### [Text extract]
= = = = = = =

Turkish President Tayyip Erdogan addresses Russian and Ukrainian negotiators before their face-to-face talks in Istanbul, Turkey March 29, 2022.
Russia promised on Tuesday to scale down military operations around Ukraine's capital and north, while Kyiv proposed adopting neutral status, in confidence-building steps that were the first signs of progress towards negotiating peace.
Their talks took place in an Istanbul palace more than a month into the largest attack on a European nation since World War Two. Russia's invasion has been halted on most fronts by stiff resistance from Ukrainian forces who have recaptured territory even as civilians are trapped in besieged cities.
Thousands of people have been killed or injured, nearly four million have fled Ukraine, and Russia's economy has been pummelled by sanctions.
"In order to increase mutual trust and create the necessary conditions for further negotiations and achieving the ultimate goal of agreeing and signing (an) agreement, a decision was made to radically, by a large margin, reduce military activity in the Kyiv and Chernihiv directions," Russian Deputy Defence Minister Alexander Fomin told reporters.
He made no mention of other areas that have seen heavy fighting, including around Mariupol in the southeast, Sumy and Kharkiv in the east and Kherson and Mykolaiv in the south.
Some analysts noted that Russia's promise to reduce fighting mostly covered areas where it has been losing ground.
"Does 'we'll drastically reduce military operations around Kyiv' = 'we’re getting our ass kicked, transitioned to a hasty defense?'" tweeted Mark Hertling, a retired U.S. lieutenant general and former commander of U.S. forces in Europe.
A U.S. official, speaking on condition of anonymity, also struck a sceptical note, saying further major Russian offensives elsewhere in Ukraine should be expected.
"We believe any movement of Russian forces from around Kyiv is a redeployment, not a withdrawal... They are shifting gears and probably because they failed with their initial offensive," the official said.
Ukrainian negotiators said that under their proposals, Kyiv would agree not to join alliances or host bases of foreign troops, but would have security guaranteed in terms similar to "Article 5", the collective defence clause of the transatlantic NATO military alliance.
They named Israel and NATO members Canada, Poland and Turkey as countries that may give such guarantees. Russia, the United States, Britain, Germany and Italy could also be involved.
The proposals, which would require a referendum in Ukraine, mentioned a 15-year consultation period on the status of Crimea, annexed by Russia in 2014. The fate of the southeastern Donbas region, which Russia demands Ukraine cede to separatists, would be discussed by the Ukrainian and Russian leaders.
Kyiv's proposals also included one that Moscow would not oppose Ukraine joining the European Union, Russia's lead negotiator Vladimir Medinsky said. Russia has previously opposed Ukrainian membership of the EU and especially of NATO.
Medinsky said Russia's delegation would study and present the proposals to President Vladimir Putin.
To prepare a peace agreement, Medinsky later told the TASS news agency, "we still have a long way to go".

= = = = = = =

### [Supplied entries]
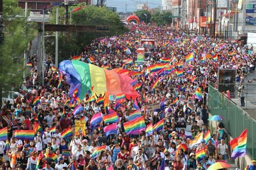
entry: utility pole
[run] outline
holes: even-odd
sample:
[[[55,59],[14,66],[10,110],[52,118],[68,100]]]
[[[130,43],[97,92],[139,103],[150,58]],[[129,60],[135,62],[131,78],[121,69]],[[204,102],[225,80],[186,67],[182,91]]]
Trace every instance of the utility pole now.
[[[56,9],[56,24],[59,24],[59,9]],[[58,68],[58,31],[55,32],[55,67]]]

= = = = = = =

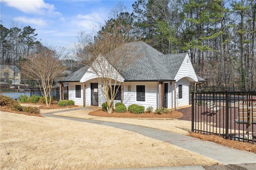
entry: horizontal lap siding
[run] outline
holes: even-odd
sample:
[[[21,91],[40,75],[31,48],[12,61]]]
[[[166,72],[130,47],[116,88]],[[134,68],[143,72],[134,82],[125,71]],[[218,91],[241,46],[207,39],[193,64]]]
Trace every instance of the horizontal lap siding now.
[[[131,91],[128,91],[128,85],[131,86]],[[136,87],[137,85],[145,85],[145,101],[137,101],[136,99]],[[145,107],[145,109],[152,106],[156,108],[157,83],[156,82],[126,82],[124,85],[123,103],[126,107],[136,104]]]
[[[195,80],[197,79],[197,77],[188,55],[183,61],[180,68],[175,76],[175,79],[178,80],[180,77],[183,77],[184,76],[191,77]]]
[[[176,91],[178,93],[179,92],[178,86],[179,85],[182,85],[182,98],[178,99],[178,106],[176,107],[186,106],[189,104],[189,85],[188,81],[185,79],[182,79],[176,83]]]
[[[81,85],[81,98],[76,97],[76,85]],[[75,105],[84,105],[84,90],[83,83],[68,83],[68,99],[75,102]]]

= = = = = = =

### [What you will do]
[1] Answer these questions from the article on the Istanbul talks:
(a) In what kind of building in Istanbul did the talks take place?
(b) How many people have fled Ukraine?
(c) How long is the consultation period on the status of Crimea mentioned in the proposals?
[2] From the article on the Istanbul talks, copy word for word the passage starting at "They named Israel" and ending at "especially of NATO.".

### [Results by task]
[1]
(a) A palace.
(b) Nearly four million.
(c) 15 years.

[2]
They named Israel and NATO members Canada, Poland and Turkey as countries that may give such guarantees. Russia, the United States, Britain, Germany and Italy could also be involved.
The proposals, which would require a referendum in Ukraine, mentioned a 15-year consultation period on the status of Crimea, annexed by Russia in 2014. The fate of the southeastern Donbas region, which Russia demands Ukraine cede to separatists, would be discussed by the Ukrainian and Russian leaders.
Kyiv's proposals also included one that Moscow would not oppose Ukraine joining the European Union, Russia's lead negotiator Vladimir Medinsky said. Russia has previously opposed Ukrainian membership of the EU and especially of NATO.